◆ TASK OBJECTIVE ◆
Return a copy of every line in the data below that contains "green".

◆ DATASET ENTRIES ◆
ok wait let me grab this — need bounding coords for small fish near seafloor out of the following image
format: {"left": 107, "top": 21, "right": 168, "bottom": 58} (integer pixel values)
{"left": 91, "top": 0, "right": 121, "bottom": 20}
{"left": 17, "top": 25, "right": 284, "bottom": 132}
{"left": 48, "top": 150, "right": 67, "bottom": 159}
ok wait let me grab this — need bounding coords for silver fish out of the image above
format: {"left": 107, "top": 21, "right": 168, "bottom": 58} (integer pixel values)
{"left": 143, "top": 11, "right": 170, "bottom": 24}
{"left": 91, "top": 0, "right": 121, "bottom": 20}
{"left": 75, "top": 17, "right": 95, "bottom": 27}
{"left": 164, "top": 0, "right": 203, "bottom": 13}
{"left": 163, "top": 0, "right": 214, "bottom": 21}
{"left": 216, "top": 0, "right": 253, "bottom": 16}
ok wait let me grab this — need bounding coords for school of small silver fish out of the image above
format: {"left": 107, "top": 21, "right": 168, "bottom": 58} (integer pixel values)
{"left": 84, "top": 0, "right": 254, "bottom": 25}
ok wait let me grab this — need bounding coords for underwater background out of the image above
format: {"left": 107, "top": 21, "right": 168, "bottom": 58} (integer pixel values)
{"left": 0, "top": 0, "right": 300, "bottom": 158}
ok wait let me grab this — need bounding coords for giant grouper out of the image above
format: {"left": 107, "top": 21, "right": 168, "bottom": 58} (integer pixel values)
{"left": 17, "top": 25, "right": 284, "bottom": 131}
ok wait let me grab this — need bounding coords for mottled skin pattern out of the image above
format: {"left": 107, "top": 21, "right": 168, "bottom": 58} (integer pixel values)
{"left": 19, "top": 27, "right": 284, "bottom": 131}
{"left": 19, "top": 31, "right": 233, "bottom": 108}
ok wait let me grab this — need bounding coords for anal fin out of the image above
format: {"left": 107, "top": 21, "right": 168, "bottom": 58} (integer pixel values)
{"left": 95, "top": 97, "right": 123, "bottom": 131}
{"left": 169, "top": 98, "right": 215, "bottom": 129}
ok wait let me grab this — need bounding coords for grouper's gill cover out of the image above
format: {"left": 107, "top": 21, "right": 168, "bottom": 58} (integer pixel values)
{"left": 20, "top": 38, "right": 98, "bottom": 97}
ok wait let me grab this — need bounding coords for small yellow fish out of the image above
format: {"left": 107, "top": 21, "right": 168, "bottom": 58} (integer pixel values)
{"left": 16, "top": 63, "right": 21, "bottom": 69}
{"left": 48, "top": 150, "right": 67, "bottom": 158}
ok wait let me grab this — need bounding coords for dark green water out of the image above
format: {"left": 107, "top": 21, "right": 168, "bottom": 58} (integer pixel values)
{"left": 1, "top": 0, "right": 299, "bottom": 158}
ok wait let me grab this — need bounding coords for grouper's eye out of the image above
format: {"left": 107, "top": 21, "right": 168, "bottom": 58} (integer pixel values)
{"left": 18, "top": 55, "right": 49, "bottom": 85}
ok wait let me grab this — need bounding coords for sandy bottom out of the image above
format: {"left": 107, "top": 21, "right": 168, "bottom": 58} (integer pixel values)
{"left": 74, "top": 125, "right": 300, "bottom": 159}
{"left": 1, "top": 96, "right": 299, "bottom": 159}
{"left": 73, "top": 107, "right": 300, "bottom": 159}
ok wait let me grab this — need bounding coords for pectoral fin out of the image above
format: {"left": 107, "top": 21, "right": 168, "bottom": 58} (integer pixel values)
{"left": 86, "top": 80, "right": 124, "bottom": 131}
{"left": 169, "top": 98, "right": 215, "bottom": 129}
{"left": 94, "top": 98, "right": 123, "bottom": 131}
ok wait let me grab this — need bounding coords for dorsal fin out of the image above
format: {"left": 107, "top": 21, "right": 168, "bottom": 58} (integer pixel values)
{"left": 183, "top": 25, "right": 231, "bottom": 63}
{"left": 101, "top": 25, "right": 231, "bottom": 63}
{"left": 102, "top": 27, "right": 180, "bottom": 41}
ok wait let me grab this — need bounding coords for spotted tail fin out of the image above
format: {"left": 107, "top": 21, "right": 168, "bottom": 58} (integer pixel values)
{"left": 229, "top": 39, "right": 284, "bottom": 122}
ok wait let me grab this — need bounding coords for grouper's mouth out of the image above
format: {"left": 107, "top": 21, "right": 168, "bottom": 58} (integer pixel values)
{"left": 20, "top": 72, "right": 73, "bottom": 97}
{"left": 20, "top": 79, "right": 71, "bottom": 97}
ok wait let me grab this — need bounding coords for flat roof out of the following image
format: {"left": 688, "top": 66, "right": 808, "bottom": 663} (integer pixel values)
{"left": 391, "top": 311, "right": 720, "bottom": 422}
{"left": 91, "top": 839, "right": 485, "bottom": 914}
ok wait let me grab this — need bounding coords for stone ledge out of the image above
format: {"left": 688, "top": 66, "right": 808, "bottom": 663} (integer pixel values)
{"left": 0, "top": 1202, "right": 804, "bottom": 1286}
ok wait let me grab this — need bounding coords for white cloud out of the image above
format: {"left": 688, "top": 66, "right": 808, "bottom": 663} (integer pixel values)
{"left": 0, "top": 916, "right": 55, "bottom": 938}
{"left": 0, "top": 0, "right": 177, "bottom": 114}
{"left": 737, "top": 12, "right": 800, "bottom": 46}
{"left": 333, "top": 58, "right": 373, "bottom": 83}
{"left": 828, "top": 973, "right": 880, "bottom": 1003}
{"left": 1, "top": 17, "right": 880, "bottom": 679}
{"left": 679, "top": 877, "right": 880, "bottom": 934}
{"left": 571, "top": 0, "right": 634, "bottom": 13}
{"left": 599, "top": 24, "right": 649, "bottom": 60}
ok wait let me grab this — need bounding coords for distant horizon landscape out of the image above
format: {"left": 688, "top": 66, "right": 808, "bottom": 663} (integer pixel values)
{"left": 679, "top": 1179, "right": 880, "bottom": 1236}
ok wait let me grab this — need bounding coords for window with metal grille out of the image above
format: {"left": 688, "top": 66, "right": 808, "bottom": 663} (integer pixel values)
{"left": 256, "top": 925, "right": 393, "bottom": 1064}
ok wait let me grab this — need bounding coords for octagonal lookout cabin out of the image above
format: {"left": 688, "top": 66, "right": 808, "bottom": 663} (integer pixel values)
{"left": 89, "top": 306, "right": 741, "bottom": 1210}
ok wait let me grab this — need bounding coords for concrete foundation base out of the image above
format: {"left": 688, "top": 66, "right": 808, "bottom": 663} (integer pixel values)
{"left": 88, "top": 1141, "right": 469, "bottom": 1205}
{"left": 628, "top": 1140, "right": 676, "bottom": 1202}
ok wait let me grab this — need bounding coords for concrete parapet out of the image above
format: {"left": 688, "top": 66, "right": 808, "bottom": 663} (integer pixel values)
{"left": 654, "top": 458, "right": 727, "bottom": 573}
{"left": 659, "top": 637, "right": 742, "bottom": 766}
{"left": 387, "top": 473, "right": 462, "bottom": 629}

---

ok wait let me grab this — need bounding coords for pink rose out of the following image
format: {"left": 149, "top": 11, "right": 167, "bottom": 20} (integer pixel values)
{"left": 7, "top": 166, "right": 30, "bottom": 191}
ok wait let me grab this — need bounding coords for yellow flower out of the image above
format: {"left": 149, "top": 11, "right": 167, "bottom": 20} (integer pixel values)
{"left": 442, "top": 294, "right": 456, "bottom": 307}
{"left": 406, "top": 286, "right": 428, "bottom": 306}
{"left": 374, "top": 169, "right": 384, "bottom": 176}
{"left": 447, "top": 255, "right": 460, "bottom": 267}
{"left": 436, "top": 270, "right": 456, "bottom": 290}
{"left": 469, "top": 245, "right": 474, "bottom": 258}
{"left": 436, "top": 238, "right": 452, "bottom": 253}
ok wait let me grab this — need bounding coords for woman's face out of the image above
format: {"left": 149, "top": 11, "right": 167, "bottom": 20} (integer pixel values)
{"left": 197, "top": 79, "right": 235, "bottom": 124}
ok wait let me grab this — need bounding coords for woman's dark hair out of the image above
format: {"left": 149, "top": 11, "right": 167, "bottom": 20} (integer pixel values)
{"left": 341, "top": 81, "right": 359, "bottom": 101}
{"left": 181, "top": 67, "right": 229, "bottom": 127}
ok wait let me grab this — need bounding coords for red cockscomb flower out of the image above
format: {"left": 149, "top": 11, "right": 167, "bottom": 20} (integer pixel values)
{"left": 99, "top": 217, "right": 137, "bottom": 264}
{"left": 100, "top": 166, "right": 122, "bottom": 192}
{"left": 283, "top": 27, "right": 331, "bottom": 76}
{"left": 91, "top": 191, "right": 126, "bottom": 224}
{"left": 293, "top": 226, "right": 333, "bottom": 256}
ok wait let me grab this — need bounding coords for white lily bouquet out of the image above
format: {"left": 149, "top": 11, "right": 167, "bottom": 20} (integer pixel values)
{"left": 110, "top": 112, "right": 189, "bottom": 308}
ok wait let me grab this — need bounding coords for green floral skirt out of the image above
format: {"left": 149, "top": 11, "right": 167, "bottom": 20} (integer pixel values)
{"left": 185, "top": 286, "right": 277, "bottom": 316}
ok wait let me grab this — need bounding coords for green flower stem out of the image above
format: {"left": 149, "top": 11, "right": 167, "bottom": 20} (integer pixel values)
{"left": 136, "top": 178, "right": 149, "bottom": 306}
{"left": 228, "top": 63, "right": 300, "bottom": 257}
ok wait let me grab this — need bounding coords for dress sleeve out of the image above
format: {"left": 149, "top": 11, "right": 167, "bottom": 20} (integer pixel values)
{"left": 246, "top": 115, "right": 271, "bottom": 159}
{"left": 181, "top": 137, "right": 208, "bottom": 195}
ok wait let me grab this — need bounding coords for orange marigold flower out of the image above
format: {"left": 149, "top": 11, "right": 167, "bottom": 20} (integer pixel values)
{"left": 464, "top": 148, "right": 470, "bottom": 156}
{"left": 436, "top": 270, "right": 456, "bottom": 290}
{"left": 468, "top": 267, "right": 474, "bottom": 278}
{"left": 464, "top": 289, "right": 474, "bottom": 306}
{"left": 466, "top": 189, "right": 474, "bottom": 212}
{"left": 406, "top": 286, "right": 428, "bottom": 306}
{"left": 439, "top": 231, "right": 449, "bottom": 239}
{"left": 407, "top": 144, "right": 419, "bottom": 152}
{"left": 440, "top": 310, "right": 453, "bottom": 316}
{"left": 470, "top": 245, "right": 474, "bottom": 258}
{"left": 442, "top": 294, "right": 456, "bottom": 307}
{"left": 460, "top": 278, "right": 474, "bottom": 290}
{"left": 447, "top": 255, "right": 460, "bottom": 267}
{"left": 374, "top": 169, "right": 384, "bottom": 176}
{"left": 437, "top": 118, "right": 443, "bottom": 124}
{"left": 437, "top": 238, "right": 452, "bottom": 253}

◆ ANSWER BELOW ◆
ok wait let me grab this — need bounding coords for dark green water out of the image above
ok wait let me grab this — need bounding coords for green floral skirt out of the image above
ok wait let me grab this — need bounding coords for green flower stem out of the image above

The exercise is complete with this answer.